== Page extract ==
§
Donald Trump has a better track record of avoiding economic downturn than any Republican president since the GOP was founded in 1854. “A trough in monthly economic activity occurred in the US economy in April 2020,” a National Bureau of Economic Research (NBER) panel announced in July. “The previous peak in economic activity occurred in February 2020.” In other words, Trump missed avoiding the economic curse of recession shared by 17 of his 18 Republican presidential predecessors by a mere two months. Only James Garfield, who served as president for less than a year thanks to an assassin’s bullet, had a shorter incidence of recession during his tenure than any Republican.
§
== Short problem A ==
According to the passage about Trump and recessions, which Republican president had a shorter incidence of recession during his tenure?

== Collection entries ==
§
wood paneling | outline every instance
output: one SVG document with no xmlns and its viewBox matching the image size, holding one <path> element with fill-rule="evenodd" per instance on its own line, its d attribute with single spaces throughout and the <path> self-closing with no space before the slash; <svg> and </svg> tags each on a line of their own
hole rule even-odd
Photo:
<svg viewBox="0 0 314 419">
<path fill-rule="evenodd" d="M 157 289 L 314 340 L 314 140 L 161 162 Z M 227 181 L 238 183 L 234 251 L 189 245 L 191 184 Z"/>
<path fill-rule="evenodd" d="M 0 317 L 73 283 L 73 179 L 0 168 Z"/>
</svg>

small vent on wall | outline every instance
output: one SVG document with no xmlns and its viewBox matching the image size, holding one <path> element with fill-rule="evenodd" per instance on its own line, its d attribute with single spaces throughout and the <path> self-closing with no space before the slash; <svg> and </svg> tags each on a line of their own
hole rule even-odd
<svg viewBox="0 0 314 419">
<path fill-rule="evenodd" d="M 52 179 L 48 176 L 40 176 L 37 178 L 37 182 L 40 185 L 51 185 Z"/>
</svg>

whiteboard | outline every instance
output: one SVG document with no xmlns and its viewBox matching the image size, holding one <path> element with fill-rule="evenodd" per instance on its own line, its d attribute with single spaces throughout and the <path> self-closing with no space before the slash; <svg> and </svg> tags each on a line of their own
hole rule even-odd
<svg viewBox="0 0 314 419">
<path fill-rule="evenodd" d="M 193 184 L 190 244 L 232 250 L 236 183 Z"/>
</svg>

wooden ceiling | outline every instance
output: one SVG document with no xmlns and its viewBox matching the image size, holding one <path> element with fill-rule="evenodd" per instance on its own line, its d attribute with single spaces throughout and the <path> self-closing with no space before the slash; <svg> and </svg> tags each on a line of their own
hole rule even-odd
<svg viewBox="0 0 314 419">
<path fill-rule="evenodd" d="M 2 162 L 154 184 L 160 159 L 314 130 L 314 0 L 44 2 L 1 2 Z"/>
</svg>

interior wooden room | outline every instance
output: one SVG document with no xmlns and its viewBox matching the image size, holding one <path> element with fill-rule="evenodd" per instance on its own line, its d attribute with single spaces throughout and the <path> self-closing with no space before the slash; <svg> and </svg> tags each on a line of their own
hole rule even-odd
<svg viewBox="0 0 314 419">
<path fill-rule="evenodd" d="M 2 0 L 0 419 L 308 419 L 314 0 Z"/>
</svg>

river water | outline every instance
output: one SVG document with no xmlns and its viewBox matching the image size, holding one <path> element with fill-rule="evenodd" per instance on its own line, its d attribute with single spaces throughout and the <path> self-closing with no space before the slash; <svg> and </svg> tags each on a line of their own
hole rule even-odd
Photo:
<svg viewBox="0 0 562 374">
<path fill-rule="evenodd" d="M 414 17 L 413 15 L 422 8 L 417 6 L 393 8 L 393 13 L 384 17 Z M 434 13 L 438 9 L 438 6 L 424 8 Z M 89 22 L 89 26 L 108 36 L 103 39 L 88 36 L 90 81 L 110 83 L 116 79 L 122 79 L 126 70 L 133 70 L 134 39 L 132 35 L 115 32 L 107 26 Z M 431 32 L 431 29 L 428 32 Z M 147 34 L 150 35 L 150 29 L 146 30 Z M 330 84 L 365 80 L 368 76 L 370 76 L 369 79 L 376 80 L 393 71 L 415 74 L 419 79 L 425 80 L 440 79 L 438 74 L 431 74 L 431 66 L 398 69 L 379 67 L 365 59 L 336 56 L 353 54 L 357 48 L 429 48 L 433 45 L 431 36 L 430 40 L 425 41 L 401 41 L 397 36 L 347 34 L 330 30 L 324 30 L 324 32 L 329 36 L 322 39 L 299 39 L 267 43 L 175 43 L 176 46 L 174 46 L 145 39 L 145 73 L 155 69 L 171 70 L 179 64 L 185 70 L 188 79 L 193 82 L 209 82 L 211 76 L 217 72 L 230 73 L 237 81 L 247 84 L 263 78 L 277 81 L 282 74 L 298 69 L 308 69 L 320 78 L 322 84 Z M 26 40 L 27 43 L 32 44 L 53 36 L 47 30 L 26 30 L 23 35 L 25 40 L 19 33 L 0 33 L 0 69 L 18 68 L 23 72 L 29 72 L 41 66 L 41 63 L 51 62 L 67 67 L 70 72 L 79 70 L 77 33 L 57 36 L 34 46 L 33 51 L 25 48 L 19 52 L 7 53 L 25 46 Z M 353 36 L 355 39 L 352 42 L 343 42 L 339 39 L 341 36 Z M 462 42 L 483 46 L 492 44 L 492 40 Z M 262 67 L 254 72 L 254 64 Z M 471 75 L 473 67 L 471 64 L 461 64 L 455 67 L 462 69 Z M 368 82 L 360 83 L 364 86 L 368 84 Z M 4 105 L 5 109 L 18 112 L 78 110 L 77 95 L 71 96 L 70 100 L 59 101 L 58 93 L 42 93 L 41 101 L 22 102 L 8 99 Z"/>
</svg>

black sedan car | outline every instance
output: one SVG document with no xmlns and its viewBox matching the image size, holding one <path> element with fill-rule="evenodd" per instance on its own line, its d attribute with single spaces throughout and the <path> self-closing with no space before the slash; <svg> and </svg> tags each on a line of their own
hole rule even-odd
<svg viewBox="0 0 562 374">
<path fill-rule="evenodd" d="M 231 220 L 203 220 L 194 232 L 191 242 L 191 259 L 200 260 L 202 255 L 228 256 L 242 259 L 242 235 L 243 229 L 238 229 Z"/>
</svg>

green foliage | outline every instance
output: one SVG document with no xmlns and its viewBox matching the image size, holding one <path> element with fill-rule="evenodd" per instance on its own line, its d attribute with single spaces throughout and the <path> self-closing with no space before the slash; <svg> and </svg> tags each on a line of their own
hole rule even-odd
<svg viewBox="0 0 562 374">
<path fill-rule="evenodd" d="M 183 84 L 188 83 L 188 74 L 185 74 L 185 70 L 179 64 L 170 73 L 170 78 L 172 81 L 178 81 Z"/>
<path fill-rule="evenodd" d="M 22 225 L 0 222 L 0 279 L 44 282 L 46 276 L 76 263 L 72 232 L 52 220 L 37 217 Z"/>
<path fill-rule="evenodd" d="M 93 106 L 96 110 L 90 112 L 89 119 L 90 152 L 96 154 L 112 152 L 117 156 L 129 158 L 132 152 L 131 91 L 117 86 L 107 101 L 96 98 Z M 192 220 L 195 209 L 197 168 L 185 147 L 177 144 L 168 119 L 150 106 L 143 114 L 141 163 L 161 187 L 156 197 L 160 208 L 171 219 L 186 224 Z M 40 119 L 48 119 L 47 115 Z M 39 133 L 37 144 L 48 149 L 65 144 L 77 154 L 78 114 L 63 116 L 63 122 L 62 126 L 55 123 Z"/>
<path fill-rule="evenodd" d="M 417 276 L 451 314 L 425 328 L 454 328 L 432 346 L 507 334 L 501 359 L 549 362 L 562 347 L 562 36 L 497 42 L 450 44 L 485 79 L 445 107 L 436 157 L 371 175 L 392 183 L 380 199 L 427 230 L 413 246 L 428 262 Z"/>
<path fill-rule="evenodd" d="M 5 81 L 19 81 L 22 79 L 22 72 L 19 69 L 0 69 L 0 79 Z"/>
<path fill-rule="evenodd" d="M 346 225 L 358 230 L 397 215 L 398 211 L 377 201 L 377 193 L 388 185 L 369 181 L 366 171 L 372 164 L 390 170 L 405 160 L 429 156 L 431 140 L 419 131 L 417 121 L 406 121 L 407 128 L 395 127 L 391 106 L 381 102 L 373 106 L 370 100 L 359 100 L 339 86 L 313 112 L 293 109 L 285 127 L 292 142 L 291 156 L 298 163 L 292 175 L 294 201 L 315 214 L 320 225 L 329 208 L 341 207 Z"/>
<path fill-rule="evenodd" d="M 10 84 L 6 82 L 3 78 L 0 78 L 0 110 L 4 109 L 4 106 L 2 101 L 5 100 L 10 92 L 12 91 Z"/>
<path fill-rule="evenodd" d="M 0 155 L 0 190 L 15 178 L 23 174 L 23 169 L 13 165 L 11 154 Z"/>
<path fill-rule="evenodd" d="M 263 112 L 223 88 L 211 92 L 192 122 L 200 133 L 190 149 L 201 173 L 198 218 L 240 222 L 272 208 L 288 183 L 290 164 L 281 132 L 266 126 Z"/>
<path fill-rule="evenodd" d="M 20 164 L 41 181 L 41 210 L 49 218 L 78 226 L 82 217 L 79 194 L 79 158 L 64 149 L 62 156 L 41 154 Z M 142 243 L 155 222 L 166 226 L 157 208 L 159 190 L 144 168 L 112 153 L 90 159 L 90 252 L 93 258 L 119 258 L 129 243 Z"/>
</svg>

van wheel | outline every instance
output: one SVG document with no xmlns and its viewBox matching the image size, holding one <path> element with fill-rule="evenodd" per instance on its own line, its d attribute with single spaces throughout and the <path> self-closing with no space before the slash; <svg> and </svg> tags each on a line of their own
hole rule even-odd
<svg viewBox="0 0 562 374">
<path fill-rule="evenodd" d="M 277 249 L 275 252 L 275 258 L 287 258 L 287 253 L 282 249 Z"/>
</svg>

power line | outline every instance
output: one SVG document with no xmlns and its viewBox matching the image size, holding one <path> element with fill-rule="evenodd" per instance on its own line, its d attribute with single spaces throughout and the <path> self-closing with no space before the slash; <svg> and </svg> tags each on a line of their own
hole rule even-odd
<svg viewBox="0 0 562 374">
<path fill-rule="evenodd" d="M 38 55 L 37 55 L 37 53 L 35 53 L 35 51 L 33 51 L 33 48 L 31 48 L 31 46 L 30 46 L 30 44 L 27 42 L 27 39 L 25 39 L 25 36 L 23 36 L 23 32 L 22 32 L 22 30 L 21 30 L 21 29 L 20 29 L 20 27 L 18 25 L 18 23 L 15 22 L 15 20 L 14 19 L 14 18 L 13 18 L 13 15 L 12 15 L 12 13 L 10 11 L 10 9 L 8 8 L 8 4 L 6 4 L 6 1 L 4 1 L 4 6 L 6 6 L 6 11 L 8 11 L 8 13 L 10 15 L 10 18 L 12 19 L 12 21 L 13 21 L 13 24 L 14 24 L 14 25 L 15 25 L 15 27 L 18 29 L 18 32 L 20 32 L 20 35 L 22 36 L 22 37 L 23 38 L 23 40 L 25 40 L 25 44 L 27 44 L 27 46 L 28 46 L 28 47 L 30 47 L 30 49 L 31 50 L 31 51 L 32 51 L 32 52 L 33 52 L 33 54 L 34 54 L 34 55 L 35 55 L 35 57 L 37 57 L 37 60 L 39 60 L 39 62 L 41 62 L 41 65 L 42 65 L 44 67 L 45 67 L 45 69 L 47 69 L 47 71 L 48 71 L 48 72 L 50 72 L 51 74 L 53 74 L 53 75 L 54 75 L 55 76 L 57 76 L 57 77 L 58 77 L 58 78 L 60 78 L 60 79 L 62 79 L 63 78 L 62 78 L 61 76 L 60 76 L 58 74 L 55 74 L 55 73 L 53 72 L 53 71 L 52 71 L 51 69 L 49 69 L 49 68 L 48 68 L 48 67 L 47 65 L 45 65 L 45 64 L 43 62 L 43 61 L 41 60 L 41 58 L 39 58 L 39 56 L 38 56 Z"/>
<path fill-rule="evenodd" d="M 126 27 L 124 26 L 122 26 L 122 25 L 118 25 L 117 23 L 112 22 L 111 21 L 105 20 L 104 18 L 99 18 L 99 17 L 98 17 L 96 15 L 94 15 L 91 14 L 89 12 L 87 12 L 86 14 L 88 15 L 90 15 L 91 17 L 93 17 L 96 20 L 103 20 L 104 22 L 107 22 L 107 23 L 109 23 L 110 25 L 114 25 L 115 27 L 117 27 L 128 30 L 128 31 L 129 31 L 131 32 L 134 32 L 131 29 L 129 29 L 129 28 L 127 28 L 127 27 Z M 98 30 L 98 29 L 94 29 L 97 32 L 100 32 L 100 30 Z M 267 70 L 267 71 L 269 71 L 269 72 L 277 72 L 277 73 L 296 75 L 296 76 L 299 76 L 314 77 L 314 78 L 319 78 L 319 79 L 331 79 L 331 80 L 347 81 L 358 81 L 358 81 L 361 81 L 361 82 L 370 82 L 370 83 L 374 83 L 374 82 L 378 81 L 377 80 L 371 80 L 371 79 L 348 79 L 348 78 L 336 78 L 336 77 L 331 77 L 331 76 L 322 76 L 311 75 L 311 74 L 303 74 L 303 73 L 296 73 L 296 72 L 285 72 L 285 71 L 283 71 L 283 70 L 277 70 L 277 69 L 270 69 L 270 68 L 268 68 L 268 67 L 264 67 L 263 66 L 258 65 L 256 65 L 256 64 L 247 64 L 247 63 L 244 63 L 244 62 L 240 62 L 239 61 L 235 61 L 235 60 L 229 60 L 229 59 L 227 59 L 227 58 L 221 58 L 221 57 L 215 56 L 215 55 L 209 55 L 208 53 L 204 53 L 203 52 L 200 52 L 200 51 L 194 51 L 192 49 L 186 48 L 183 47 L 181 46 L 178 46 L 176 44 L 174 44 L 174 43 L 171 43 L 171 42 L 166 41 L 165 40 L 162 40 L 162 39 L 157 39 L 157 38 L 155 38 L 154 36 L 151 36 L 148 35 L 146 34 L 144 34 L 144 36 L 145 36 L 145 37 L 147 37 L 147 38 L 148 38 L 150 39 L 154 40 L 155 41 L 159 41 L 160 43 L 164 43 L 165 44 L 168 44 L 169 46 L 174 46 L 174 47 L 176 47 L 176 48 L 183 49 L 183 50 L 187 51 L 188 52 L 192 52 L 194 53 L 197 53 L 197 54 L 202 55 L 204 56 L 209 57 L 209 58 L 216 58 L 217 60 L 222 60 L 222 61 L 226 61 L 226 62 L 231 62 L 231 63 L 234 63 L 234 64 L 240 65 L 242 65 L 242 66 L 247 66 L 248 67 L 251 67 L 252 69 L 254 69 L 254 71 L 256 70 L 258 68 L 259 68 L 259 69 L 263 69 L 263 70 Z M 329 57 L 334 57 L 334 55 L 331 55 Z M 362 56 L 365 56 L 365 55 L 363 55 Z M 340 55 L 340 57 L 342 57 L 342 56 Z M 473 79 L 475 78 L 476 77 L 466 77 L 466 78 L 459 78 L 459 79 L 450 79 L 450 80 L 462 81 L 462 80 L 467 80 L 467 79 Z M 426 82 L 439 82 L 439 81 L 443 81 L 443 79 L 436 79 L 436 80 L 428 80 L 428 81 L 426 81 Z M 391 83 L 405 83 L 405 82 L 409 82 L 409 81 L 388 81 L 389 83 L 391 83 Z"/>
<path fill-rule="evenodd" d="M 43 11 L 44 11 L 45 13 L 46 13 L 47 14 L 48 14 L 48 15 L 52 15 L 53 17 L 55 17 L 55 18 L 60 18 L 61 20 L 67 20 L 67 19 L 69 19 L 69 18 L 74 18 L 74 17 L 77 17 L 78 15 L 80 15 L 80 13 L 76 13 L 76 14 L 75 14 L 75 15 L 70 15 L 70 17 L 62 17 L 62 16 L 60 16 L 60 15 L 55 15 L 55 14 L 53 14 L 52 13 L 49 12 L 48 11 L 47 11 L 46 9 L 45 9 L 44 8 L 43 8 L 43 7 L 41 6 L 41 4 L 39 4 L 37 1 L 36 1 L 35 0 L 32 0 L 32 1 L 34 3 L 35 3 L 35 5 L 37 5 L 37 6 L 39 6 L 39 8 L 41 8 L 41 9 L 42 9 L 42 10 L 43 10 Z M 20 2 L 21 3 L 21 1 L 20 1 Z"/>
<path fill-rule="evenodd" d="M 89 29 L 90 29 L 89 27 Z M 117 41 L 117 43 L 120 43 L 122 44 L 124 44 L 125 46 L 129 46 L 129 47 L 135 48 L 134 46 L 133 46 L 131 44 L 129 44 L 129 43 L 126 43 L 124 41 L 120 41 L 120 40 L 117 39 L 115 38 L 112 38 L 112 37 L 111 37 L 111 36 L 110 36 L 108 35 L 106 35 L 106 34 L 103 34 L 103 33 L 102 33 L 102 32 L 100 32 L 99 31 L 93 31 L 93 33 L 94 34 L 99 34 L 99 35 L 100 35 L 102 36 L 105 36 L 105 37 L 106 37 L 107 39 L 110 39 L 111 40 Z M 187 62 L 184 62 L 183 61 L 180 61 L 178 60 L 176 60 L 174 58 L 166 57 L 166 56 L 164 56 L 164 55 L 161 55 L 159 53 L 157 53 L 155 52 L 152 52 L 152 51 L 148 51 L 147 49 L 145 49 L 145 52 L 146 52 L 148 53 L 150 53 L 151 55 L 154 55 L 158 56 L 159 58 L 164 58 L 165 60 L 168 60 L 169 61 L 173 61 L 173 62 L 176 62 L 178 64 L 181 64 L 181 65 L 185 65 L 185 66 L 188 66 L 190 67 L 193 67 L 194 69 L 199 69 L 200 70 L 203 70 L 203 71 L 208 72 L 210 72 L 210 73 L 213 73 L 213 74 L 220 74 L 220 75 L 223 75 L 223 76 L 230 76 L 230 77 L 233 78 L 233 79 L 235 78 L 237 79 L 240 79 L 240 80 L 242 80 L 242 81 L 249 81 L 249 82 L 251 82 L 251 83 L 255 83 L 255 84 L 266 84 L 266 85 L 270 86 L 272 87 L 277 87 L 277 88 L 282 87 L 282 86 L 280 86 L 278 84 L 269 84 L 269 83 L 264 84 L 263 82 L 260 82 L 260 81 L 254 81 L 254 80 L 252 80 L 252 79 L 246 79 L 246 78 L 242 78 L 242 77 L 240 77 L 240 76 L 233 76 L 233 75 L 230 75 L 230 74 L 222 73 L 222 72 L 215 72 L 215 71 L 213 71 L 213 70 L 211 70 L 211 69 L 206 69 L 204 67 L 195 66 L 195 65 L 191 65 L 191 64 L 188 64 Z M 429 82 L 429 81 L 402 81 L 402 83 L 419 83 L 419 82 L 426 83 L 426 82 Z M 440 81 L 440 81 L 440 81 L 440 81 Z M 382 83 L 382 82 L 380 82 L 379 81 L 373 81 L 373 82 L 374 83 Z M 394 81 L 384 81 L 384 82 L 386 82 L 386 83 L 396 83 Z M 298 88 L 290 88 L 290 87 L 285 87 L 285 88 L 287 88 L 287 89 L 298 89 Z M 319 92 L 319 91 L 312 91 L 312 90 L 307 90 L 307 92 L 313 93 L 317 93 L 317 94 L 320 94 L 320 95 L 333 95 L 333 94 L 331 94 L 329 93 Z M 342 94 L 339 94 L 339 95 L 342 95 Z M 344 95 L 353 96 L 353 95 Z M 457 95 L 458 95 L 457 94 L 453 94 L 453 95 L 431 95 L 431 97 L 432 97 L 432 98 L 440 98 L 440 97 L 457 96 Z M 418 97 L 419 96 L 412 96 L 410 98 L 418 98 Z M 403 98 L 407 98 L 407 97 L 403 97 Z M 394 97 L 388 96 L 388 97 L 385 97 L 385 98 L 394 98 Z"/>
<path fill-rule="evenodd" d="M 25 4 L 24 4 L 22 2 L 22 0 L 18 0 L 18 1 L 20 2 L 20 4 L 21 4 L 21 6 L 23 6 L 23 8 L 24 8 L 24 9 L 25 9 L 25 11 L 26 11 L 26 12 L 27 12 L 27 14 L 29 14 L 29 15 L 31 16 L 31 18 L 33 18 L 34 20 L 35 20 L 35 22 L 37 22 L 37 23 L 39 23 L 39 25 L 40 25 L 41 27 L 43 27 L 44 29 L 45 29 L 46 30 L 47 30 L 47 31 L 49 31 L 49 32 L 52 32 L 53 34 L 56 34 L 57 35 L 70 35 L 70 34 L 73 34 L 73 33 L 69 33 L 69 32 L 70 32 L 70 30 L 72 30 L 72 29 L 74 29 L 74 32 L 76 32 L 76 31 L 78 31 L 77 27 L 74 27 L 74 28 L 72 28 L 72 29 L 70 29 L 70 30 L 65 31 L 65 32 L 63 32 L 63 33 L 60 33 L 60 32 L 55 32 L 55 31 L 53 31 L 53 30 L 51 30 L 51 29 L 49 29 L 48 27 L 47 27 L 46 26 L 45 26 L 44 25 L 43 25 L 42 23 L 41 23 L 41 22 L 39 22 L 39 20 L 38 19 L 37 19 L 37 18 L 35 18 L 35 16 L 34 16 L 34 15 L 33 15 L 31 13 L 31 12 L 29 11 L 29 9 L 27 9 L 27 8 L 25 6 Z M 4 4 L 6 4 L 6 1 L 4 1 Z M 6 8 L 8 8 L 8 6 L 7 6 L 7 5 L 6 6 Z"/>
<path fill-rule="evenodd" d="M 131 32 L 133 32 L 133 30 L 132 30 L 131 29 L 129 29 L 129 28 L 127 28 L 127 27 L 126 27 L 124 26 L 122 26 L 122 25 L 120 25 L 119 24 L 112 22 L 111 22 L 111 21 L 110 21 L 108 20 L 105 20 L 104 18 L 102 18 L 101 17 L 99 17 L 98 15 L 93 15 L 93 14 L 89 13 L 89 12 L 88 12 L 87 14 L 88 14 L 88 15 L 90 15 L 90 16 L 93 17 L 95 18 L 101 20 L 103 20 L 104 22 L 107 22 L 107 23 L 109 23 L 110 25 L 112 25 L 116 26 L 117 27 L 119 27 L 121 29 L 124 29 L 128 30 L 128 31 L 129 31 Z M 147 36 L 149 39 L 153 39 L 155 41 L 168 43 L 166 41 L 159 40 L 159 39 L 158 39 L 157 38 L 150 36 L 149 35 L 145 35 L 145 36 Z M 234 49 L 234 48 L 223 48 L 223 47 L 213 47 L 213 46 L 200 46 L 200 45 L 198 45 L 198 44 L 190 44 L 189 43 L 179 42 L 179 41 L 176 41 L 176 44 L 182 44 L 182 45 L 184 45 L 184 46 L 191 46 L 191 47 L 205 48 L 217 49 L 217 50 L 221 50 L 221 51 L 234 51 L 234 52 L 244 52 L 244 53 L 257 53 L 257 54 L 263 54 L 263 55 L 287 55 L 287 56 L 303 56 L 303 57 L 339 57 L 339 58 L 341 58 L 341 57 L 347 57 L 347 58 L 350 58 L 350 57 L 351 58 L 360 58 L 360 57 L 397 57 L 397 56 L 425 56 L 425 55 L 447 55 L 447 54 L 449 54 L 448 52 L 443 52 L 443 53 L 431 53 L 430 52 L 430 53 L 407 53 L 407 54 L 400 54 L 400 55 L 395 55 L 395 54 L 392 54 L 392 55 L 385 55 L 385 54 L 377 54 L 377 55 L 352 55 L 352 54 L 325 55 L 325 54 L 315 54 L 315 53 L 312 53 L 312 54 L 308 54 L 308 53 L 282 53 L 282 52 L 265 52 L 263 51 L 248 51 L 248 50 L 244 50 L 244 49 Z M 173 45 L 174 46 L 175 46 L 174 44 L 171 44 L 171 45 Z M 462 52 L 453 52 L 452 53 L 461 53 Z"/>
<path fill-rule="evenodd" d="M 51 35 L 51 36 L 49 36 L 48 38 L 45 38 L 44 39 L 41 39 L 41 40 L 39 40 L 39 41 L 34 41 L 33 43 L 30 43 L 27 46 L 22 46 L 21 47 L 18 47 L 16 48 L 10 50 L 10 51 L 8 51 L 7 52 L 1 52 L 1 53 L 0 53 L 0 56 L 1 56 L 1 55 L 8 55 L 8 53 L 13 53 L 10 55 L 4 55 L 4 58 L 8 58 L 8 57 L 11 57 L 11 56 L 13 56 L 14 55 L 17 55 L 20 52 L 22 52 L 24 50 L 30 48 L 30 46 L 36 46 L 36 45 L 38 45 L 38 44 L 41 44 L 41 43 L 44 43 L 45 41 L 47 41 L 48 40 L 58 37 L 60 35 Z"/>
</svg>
§
== Short problem B ==
Count the lines in the listing that contain the word "every". Give only the number.

== Full solution A ==
James Garfield

== Full solution B ==
10